[AIM]:
Extract each line of the data below that contains the word "covered" and copy it in full.
Start of DATA FOR PROCESSING
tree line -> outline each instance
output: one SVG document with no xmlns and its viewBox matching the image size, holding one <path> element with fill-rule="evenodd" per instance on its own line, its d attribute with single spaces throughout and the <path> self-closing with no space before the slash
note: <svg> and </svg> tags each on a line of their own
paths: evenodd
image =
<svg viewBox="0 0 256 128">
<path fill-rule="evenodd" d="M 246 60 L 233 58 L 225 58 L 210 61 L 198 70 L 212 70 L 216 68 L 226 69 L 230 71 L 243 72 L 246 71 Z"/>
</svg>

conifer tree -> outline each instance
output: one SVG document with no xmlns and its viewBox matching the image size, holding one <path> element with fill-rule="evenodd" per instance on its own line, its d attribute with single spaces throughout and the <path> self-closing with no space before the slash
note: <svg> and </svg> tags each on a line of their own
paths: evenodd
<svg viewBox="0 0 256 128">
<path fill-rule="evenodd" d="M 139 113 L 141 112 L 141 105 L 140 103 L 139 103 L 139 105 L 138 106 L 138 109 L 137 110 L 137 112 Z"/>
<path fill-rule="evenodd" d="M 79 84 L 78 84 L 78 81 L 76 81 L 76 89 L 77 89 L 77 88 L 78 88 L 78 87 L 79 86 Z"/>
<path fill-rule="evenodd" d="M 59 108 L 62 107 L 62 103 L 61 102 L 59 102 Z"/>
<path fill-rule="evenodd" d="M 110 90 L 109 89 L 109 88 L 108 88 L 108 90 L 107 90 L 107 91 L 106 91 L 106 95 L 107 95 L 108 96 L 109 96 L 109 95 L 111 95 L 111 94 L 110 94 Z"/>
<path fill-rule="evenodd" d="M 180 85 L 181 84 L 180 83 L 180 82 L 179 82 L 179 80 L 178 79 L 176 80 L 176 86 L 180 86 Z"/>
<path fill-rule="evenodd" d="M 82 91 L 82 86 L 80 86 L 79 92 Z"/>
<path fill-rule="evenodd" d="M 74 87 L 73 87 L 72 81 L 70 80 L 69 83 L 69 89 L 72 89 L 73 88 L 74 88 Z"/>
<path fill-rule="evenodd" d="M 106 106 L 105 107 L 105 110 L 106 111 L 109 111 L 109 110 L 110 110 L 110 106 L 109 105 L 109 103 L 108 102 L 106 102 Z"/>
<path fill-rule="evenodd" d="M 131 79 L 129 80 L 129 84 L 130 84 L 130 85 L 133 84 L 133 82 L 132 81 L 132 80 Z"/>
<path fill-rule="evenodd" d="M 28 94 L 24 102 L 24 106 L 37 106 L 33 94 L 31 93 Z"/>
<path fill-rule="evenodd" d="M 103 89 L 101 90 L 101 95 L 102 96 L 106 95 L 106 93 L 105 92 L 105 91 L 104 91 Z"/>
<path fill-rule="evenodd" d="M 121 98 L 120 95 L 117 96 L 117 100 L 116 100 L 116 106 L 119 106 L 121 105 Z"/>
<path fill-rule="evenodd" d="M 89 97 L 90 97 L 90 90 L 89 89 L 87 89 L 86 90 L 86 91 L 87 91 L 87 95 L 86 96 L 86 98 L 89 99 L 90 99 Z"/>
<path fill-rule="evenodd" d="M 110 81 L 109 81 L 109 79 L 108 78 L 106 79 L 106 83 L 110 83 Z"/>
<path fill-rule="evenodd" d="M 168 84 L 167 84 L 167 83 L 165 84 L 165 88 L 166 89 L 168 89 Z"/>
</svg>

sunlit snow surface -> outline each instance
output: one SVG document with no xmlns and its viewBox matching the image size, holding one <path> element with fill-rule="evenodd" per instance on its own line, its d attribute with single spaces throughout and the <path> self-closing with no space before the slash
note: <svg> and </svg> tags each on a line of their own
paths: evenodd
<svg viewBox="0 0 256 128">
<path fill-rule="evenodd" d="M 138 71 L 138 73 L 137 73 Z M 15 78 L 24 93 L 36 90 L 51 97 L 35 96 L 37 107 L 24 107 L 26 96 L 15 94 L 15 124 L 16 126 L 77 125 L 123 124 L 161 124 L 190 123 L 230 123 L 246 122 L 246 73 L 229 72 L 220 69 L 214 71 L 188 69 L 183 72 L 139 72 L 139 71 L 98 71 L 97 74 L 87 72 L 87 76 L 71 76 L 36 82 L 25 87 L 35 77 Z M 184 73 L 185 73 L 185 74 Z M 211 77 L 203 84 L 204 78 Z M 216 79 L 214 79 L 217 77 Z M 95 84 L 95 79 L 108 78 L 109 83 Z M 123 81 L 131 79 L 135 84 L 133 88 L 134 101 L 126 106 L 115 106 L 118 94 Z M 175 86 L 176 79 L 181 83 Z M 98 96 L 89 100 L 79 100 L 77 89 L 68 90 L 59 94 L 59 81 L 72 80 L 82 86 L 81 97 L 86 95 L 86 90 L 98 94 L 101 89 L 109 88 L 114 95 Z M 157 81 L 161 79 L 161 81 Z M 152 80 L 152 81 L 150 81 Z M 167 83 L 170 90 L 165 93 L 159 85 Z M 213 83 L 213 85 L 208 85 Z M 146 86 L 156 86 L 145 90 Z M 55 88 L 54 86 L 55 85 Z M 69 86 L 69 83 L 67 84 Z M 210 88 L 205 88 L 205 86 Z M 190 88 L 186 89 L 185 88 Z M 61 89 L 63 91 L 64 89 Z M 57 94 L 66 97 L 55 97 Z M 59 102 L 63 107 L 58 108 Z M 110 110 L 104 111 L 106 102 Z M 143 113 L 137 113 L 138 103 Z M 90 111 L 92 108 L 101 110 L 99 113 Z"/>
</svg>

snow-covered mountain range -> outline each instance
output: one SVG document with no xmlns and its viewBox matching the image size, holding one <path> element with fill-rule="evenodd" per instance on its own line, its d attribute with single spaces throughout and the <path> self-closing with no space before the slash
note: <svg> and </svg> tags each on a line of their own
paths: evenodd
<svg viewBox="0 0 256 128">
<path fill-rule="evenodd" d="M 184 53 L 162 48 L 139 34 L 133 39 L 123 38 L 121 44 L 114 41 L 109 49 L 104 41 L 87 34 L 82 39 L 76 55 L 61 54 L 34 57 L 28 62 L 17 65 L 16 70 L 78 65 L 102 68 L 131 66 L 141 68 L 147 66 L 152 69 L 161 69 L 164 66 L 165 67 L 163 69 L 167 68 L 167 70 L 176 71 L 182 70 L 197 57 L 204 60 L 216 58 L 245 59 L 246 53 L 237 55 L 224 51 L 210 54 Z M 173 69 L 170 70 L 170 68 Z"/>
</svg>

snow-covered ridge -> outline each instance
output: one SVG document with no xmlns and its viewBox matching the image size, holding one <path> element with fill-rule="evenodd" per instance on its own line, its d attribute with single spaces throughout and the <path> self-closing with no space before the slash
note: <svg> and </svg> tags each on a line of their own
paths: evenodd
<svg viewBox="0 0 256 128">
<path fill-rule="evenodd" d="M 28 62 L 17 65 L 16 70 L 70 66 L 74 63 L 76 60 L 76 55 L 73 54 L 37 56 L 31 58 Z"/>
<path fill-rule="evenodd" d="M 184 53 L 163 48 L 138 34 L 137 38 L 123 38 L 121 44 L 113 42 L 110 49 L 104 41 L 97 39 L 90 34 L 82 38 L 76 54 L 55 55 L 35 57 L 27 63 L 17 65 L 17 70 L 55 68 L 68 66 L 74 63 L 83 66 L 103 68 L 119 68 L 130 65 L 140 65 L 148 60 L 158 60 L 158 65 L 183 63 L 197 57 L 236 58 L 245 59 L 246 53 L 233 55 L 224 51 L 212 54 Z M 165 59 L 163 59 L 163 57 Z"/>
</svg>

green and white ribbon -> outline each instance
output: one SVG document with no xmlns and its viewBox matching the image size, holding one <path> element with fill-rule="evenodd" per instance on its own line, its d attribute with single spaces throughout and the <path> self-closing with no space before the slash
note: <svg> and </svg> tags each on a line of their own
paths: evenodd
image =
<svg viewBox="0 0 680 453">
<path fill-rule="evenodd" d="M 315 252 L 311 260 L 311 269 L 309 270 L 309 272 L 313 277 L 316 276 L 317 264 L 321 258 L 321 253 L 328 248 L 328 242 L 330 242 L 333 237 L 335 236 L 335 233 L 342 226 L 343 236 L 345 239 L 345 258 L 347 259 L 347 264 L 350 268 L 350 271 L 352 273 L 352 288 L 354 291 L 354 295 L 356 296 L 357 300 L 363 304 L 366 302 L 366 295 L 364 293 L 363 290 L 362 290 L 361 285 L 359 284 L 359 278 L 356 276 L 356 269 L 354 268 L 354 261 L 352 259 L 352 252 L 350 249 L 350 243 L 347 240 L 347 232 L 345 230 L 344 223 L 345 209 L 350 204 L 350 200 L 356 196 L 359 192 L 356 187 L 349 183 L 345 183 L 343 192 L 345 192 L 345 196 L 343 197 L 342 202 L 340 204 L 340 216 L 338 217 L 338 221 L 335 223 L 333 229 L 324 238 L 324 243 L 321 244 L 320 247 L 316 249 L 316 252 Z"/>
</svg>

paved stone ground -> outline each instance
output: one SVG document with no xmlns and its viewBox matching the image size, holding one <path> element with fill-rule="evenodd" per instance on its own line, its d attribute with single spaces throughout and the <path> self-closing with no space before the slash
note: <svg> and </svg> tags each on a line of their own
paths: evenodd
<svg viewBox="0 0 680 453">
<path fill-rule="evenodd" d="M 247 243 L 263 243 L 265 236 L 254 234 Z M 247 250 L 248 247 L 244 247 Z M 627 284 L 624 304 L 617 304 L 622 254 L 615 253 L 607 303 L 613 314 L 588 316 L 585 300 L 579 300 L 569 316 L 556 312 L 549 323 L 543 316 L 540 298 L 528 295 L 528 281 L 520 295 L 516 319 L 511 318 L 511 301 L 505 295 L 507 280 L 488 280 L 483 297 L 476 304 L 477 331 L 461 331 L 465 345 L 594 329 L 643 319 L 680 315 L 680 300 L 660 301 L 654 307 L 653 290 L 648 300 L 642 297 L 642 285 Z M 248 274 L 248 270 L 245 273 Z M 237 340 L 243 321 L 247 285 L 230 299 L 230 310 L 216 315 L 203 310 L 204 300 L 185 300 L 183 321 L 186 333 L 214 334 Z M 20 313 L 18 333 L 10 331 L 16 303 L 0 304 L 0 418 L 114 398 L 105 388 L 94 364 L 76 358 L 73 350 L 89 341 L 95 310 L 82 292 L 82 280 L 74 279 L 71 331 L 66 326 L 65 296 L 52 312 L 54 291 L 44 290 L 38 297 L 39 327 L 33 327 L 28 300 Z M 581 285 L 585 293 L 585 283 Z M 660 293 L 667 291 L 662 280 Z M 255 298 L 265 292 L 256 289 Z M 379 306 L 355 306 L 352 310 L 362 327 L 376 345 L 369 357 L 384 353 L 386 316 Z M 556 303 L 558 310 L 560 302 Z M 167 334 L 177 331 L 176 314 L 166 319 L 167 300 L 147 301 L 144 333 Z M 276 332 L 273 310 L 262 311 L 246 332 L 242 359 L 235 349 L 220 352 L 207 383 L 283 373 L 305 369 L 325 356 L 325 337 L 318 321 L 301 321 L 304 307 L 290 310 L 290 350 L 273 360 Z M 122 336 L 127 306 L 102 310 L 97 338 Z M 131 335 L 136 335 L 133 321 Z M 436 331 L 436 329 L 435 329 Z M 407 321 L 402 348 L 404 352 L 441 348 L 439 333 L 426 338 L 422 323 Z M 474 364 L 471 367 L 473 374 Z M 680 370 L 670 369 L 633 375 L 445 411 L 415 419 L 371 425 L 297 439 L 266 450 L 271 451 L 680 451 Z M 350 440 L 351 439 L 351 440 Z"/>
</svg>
End of DATA FOR PROCESSING
[RESULT OF THE EXERCISE]:
snow-covered mountain range -> outline each instance
snow-covered ridge -> outline each instance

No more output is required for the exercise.